Reescreva os registros abaixo trocando "tool compartment door" por "storage hatch" e mantendo todo o resto igual. Deixe as imagens de fora da resposta.
==== Dados fornecidos ====
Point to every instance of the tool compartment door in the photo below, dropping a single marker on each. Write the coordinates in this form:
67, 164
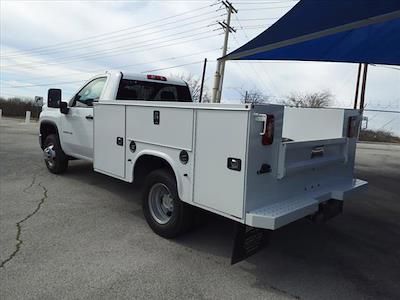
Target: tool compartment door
220, 160
109, 139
====
Resposta à tarefa.
Point to every instance of the storage hatch in the photo below, dropping a single marker on each. Write the coordinates in this form:
67, 164
Target: storage hatch
220, 160
109, 139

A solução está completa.